-- SELECTED TEXT --
++++++

= Joseph Roger de Benoist =

French missionary, journalist and historian

Joseph-Roger de Benoist (2 August 1923 - 15 February 2017) was a French missionary, journalist, and historian. His main areas of study were French West Africa and the history of the Catholic Church in sub-Saharan Africa, particularly in Senegal, where he lived for several decades.

==Life and education==
Joseph-Roger de Benoist was born in Meudon. He studied journalism at the École supérieure de journalisme de Lille and graduated from the Centre des Hautes Études sur l'Afrique (Paris) with a doctorate in history.

Benoist was ordained as a Catholic priest in 1950. He was part of the congregation of the White Fathers, also called the Missionaries of Africa (MAfr).

He died, aged 93, in Bry-sur-Marne, France.

==Honours==
Father Joseph-Roger de Benoist was made Knight (1988) and then Officer (1997) of the French Legion of Honour. He was also an Officer in the Ordre national du Lion du Sénégal (1993).

++++++

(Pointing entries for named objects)
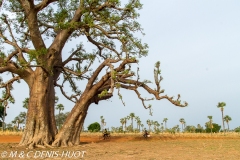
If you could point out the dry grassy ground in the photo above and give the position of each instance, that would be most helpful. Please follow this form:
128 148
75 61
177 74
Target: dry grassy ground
133 146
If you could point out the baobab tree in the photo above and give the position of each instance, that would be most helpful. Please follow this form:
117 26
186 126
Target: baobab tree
227 118
32 42
221 105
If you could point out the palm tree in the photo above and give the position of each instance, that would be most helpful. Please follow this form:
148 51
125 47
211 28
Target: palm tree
149 123
122 121
227 118
102 122
210 123
182 121
221 105
165 121
59 107
125 122
156 125
25 103
132 115
137 119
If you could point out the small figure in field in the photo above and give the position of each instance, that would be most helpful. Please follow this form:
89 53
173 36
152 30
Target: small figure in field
145 134
105 133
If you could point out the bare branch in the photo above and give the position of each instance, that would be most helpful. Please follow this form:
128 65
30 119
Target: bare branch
43 4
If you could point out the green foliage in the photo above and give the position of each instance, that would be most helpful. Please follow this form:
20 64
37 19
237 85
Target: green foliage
34 54
216 128
94 127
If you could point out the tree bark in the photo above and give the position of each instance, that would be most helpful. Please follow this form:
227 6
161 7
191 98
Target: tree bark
40 125
69 134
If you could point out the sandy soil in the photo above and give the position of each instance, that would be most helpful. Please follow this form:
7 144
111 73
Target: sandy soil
134 147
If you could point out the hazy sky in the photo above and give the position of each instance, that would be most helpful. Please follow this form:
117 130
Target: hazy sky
197 43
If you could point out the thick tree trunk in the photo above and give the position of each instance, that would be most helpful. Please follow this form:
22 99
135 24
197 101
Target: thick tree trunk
70 132
40 127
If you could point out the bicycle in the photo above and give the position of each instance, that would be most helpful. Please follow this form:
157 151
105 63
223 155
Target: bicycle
105 137
146 136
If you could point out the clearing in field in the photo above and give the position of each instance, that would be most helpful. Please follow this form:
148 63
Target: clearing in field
134 146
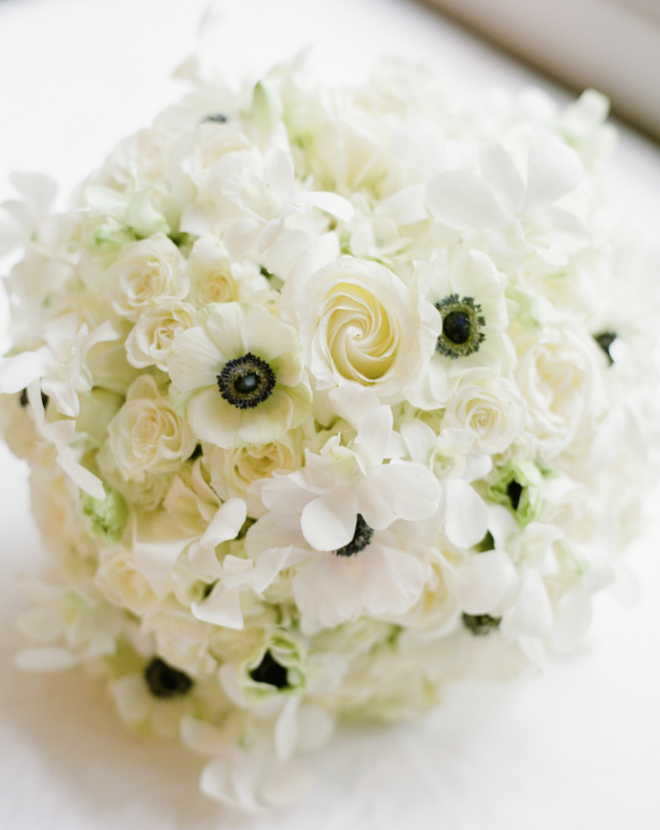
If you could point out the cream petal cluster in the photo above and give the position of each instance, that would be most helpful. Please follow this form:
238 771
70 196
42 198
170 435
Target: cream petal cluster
329 396
359 323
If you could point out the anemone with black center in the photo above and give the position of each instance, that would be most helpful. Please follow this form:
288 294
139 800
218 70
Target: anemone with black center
605 340
361 538
24 400
514 492
481 624
462 322
269 671
246 381
166 682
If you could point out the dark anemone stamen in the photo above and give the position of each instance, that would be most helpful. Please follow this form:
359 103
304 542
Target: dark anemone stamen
166 682
361 538
514 492
605 340
246 381
462 322
271 672
480 624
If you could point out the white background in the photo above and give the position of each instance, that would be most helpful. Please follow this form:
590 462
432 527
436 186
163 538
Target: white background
575 748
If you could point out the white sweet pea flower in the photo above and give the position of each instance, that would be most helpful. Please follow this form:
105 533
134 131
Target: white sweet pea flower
500 195
243 375
462 512
25 216
61 363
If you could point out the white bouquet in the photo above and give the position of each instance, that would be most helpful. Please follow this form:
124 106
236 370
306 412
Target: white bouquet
329 396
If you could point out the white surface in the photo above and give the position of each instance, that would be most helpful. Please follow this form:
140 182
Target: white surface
612 45
573 749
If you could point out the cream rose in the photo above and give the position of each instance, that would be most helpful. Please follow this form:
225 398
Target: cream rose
234 470
146 272
121 582
147 435
150 341
489 406
358 322
211 280
559 379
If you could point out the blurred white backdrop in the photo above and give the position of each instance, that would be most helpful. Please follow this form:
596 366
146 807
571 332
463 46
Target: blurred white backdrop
574 748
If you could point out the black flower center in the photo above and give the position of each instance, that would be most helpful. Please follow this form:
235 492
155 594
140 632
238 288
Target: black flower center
361 538
461 326
271 672
514 492
481 624
605 340
164 681
246 381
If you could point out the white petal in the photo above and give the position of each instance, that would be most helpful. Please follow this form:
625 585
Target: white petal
225 327
531 615
226 523
411 490
48 658
553 170
480 582
214 419
353 402
499 171
326 589
462 200
221 607
194 360
331 203
268 421
19 371
375 432
391 581
328 522
466 515
573 616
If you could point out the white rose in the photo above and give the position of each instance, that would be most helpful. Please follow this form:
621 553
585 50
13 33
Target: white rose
234 470
358 322
146 272
211 280
121 582
559 379
490 407
150 341
147 435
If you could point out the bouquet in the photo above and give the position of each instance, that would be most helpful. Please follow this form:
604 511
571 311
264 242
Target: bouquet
329 396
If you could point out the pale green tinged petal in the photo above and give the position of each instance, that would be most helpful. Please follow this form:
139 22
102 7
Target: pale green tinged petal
213 419
268 421
194 360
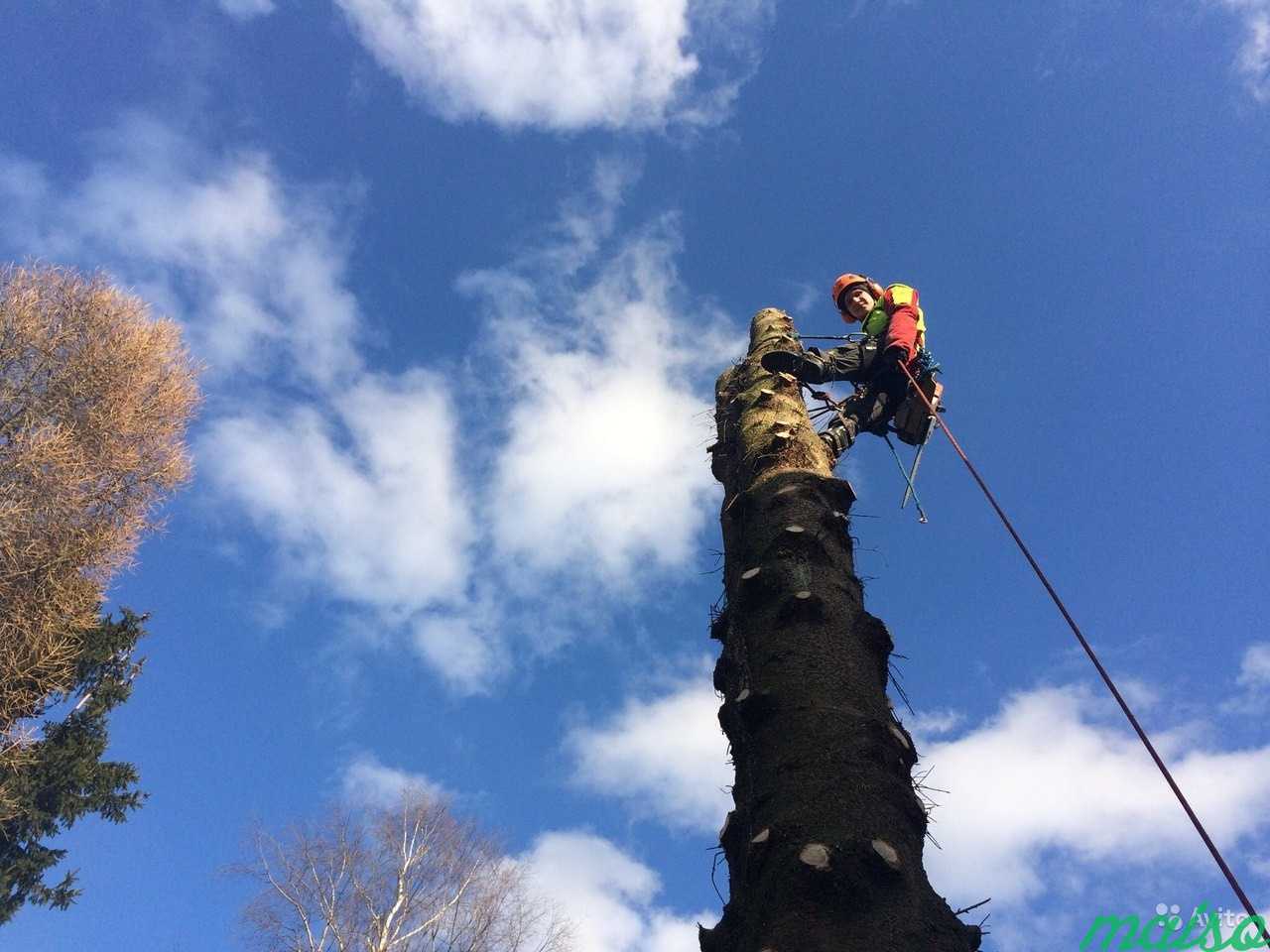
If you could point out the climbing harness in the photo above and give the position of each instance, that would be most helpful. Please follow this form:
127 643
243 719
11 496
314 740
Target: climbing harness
911 490
853 338
912 421
1097 664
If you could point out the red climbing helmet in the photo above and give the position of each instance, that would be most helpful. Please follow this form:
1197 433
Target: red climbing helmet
846 282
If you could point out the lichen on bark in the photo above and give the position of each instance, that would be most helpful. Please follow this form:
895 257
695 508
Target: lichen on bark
825 842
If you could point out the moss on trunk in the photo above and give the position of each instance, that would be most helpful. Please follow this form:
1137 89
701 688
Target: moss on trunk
825 844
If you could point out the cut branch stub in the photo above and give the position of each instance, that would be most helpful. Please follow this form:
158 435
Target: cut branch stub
817 856
888 853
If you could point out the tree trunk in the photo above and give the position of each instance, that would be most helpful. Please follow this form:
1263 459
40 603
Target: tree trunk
825 844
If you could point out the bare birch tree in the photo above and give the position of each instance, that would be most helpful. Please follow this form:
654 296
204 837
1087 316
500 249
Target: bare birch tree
408 878
95 395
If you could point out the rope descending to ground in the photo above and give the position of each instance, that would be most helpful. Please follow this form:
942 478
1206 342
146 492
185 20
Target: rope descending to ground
1097 664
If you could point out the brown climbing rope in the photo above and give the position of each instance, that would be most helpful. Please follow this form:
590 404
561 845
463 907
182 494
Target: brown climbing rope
1097 664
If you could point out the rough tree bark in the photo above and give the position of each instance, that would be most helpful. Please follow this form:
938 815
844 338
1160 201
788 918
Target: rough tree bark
825 844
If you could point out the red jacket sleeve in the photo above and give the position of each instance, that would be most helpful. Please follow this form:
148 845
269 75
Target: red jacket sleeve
901 304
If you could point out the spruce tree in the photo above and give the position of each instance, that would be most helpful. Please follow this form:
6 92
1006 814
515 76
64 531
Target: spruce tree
63 775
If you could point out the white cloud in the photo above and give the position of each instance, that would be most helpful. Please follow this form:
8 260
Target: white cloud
604 453
561 63
365 500
1255 666
1252 61
663 756
607 895
246 9
366 779
255 270
1046 774
462 647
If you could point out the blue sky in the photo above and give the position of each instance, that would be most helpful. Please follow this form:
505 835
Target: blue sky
462 276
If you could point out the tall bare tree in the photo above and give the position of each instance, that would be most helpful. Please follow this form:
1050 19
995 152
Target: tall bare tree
95 395
825 844
408 878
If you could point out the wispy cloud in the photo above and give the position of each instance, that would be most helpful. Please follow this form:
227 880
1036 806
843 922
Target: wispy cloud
361 493
1255 665
1035 792
608 896
254 268
564 63
604 363
373 488
663 756
246 9
366 779
1252 60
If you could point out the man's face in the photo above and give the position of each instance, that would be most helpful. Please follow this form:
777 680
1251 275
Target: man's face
860 302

++++++

-- SET TASK 1 --
Please answer from the biography of Joseph-Roger de Benoist: in what year was he ordained as a Catholic priest?
-- SET TASK 2 --
Substitute "thin cloud" for "wispy cloud" in the records, from the line containing "If you could point out the wispy" through the end of the records, and give back only those lines.

-- EXPECTED OUTPUT 1 --
He was ordained in 1950.

-- EXPECTED OUTPUT 2 --
If you could point out the thin cloud in the photo above and give the position of each instance, that would be most helpful. Please follow this form:
227 880
1036 806
843 922
Target: thin cloud
361 493
1255 665
1035 792
608 896
254 268
564 63
604 363
373 488
663 756
246 9
366 779
1252 60
If you could point out the man's face in the photo above and give the position of each instance, that would be most helpful. Please follow this form:
777 680
1251 275
Target: man's face
860 302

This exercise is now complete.